__About this exercise__
Return each line of the data below that contains the string "branch".

__Point localization data__
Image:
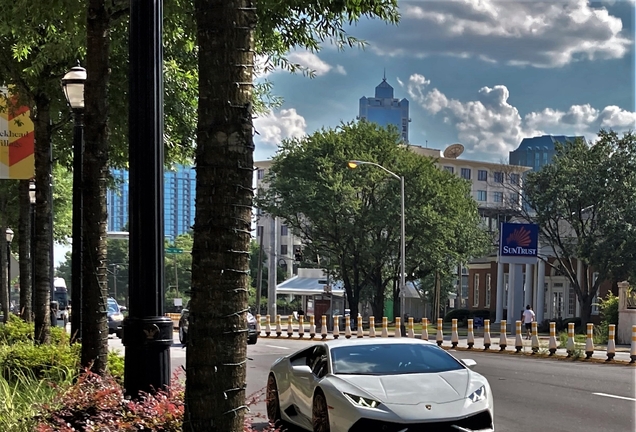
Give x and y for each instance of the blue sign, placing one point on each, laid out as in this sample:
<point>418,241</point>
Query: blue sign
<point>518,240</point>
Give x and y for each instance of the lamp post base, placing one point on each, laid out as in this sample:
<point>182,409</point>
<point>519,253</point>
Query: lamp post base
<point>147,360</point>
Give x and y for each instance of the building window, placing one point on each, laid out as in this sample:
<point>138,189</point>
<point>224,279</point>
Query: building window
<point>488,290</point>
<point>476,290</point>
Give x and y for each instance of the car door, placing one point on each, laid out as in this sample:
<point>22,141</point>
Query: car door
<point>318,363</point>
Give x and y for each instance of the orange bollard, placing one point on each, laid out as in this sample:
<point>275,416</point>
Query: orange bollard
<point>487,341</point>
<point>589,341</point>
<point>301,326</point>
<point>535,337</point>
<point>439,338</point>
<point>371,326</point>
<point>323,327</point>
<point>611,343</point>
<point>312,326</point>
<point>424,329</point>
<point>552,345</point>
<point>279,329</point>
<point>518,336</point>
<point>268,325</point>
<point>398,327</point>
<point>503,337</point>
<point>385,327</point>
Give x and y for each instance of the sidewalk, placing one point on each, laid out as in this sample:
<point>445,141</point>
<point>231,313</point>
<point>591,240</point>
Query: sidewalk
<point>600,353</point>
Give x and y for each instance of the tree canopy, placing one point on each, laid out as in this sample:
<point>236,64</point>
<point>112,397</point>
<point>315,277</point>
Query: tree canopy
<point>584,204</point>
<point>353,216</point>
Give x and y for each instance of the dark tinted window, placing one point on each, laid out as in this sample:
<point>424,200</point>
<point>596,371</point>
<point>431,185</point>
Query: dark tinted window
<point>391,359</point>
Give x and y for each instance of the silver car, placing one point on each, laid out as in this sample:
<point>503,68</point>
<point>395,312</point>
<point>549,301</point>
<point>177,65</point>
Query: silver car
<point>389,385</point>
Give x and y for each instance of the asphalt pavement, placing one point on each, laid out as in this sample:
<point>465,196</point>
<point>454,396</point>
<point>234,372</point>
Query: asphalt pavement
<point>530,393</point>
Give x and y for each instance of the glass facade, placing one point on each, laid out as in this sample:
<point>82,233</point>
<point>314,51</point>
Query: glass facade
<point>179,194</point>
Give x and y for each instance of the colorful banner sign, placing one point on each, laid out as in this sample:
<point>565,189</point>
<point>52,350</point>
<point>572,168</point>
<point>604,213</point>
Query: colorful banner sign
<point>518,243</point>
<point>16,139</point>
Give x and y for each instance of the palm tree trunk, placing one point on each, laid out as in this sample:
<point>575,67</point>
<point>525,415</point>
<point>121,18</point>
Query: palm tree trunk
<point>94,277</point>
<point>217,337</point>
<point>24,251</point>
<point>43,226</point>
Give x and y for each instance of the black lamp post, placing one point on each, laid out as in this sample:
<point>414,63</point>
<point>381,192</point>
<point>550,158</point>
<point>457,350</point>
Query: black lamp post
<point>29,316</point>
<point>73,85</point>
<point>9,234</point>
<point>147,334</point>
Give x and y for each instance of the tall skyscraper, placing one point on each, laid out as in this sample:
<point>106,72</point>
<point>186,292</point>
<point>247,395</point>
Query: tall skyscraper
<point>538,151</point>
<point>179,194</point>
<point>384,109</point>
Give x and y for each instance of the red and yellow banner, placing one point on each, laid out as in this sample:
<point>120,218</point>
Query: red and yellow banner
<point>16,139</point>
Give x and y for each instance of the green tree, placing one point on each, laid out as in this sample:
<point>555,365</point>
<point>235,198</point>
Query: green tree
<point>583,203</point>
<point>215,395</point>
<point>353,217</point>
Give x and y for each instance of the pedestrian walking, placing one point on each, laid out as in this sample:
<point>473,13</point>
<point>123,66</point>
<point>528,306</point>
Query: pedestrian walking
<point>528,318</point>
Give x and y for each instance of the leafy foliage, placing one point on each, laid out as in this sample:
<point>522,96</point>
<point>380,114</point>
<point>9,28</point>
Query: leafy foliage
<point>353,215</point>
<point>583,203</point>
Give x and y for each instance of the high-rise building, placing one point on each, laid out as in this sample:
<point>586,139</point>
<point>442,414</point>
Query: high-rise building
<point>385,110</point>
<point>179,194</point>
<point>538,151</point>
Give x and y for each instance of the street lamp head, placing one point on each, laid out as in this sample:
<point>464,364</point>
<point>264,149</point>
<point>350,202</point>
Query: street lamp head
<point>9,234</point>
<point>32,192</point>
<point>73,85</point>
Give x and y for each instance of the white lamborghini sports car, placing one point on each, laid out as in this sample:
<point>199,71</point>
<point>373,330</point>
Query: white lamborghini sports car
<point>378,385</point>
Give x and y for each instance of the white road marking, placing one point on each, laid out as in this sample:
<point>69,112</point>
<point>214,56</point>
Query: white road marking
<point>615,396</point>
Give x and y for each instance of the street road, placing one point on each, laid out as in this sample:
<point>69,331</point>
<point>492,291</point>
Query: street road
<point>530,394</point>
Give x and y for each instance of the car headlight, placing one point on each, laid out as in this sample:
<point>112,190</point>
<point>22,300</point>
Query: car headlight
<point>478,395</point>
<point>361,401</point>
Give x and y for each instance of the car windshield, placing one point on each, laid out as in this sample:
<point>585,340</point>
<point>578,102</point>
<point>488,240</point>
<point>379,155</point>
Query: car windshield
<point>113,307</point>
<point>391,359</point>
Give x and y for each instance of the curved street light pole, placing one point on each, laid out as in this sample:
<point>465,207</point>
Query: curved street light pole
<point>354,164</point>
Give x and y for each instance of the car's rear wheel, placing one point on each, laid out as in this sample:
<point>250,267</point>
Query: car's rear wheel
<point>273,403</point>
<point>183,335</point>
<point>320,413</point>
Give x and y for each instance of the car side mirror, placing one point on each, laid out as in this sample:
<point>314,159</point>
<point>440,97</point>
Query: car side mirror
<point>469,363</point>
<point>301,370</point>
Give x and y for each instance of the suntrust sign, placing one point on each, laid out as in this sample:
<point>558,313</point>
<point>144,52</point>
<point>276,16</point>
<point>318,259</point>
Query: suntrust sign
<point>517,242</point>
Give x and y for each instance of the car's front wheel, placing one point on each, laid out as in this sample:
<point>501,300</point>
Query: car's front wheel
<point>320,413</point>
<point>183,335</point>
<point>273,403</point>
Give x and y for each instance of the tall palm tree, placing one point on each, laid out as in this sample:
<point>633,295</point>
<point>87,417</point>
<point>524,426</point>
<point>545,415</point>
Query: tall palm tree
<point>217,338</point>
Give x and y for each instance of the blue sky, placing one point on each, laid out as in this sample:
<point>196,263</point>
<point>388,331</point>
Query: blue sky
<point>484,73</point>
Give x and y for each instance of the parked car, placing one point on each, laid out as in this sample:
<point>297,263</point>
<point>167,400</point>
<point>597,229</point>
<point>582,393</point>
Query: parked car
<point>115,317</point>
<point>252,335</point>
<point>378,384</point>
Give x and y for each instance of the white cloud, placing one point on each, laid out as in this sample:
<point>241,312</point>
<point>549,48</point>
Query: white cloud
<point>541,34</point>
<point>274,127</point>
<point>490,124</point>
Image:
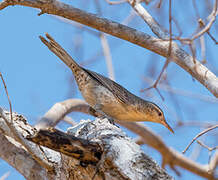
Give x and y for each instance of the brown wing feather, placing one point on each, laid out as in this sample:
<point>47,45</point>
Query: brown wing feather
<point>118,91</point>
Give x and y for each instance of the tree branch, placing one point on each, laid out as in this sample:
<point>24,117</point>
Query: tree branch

__Output of the task__
Give x and y for each instance of the tree branch, placing one point on each, laid out as in this sample:
Query: tree branch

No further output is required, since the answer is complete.